Part of a data file
__________________________________________________

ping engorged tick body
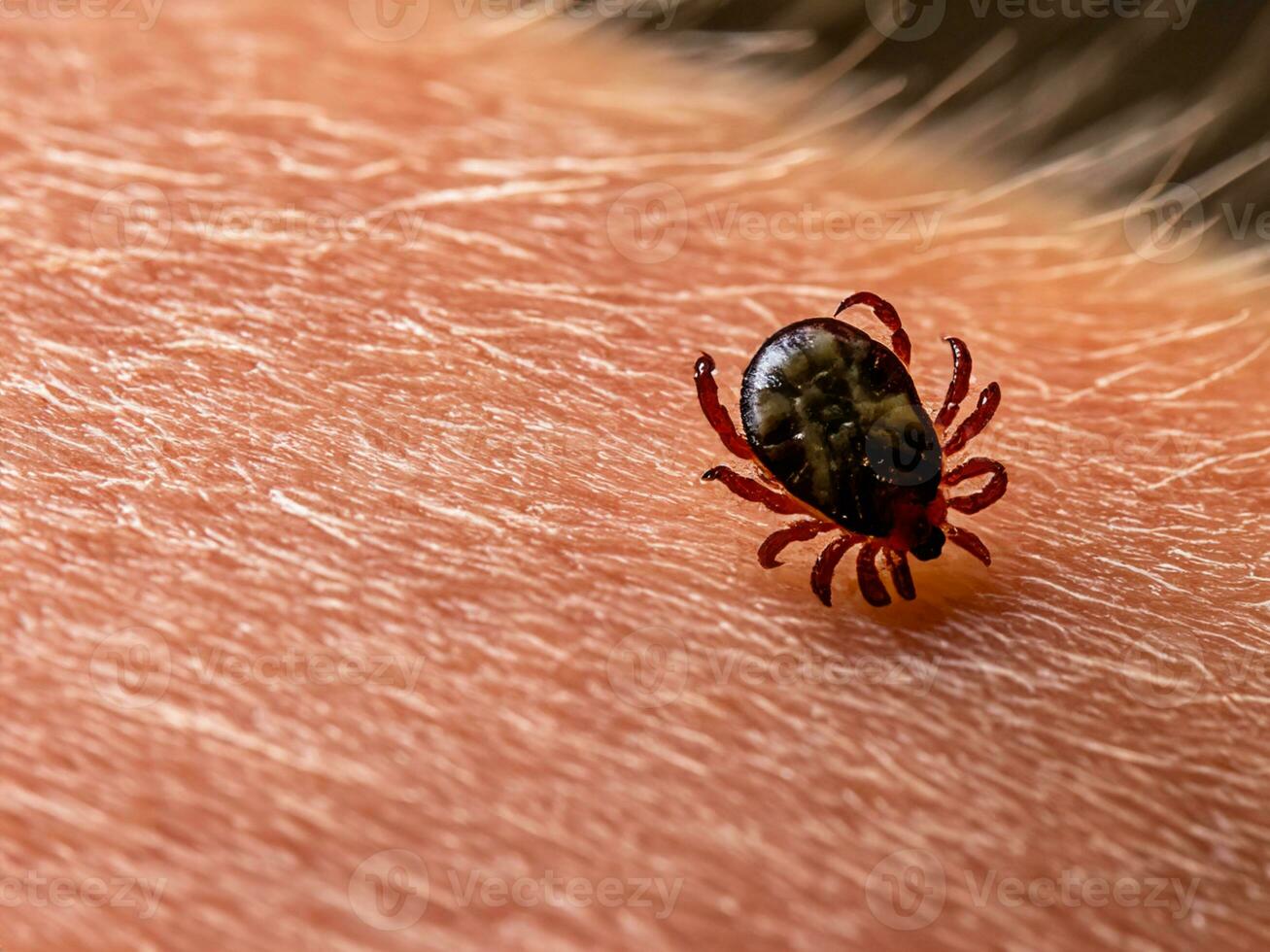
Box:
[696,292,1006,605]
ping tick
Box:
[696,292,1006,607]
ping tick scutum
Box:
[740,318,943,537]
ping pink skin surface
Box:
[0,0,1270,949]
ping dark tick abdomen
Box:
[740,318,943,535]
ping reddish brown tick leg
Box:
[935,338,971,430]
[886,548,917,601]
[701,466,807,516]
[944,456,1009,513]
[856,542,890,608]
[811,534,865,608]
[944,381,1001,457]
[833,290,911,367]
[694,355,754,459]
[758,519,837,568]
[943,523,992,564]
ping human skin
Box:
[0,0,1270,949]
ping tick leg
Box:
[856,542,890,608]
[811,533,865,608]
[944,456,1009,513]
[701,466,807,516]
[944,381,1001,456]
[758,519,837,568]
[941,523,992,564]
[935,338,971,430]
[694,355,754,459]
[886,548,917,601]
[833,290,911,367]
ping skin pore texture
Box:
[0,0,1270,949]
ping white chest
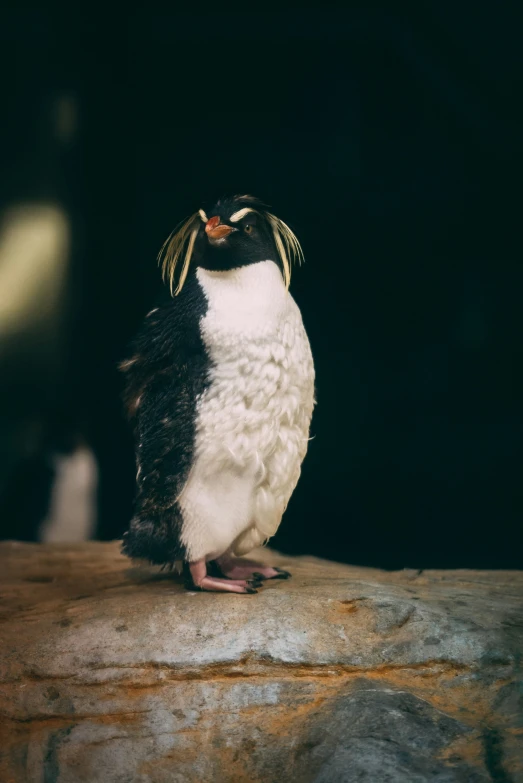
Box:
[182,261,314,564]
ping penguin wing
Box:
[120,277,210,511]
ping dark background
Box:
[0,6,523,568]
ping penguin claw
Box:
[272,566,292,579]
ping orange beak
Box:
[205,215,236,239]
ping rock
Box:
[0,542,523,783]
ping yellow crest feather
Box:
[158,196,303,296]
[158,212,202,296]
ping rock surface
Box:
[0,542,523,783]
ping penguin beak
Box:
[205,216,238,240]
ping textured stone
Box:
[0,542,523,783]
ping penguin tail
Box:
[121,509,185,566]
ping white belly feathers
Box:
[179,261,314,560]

__________________________________________________

Rewrite the part of the records that opens with the line containing "ping penguin tail" and runs through the end of the records, switching "belly" to "chest" and leaving everything else unchanged.

ping penguin tail
Box:
[121,509,185,566]
ping white chest feathers
Box:
[179,261,314,560]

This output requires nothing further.